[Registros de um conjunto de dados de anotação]
-*-

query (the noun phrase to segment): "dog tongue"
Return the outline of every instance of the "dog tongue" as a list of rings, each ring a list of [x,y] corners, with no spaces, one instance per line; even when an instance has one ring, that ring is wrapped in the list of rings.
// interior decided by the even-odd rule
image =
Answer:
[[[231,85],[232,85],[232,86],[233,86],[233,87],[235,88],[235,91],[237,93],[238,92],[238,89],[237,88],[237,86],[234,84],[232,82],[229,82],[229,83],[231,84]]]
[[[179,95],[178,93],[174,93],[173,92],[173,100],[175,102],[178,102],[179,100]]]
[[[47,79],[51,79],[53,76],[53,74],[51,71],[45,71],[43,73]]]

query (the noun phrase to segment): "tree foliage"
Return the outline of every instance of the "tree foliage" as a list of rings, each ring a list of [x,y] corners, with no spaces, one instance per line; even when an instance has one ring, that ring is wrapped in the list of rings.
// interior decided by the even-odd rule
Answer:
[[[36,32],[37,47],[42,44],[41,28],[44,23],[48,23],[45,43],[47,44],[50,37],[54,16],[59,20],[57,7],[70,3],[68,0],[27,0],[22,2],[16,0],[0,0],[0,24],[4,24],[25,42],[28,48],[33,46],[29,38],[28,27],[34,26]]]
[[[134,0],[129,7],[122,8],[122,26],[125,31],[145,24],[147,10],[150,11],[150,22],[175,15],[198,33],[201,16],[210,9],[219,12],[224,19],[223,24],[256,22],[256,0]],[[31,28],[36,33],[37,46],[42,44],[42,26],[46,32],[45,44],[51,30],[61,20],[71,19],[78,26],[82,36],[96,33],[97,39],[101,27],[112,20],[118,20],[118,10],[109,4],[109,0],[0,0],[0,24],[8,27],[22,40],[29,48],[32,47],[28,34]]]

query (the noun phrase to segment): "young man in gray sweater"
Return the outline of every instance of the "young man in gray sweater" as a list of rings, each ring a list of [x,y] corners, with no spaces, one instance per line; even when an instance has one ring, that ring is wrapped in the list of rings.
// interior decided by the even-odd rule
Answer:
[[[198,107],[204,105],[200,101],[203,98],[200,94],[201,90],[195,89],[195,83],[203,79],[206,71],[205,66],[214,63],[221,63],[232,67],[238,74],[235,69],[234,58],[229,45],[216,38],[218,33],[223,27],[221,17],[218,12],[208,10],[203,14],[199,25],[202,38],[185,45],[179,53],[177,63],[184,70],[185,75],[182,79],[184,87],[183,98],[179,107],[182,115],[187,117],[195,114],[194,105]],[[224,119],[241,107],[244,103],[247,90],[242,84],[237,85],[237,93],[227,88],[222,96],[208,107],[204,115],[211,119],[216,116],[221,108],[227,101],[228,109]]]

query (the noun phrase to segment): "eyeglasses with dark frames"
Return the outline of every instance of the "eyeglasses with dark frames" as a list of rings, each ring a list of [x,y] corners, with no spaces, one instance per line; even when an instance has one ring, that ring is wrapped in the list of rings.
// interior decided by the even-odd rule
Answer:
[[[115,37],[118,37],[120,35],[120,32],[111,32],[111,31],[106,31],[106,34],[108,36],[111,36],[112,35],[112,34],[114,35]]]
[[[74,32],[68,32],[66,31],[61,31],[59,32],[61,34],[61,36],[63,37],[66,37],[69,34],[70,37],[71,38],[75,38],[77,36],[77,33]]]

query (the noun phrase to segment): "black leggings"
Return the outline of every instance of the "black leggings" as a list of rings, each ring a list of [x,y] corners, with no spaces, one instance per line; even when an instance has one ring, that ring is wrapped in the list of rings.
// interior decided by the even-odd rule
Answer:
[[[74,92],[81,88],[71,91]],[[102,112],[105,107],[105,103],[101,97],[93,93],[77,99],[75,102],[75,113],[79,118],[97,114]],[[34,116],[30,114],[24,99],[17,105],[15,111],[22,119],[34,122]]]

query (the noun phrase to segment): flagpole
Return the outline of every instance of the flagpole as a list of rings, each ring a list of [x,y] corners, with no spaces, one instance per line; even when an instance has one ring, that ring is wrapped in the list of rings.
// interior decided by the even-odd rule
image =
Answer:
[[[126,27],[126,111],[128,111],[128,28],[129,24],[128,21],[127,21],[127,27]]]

-*-

■ O que fazer
Você pode reescrever por completo o material, do início até a linha que contém "[[[47,79],[51,79],[53,76],[53,74],[51,71],[45,71],[43,73]]]", incluindo essa linha e sem omitir nenhuma outra? Some 46 a cada coordenada das respostas e mantenha o restante inalterado.

■ Resposta correta
query (the noun phrase to segment): "dog tongue"
Return the outline of every instance of the "dog tongue" as a list of rings, each ring a list of [x,y] corners, with no spaces, one instance per line; even when an instance has one ring, that ring is wrapped in the list of rings.
// interior decided by the even-odd rule
image =
Answer:
[[[277,131],[278,131],[278,132],[279,132],[279,133],[281,134],[281,137],[283,139],[284,138],[284,135],[283,134],[283,132],[280,130],[278,128],[275,128],[275,129],[277,130]]]
[[[225,141],[224,139],[220,139],[219,138],[219,146],[221,148],[224,148],[225,146]]]
[[[93,125],[97,125],[99,122],[99,120],[97,117],[91,117],[89,119]]]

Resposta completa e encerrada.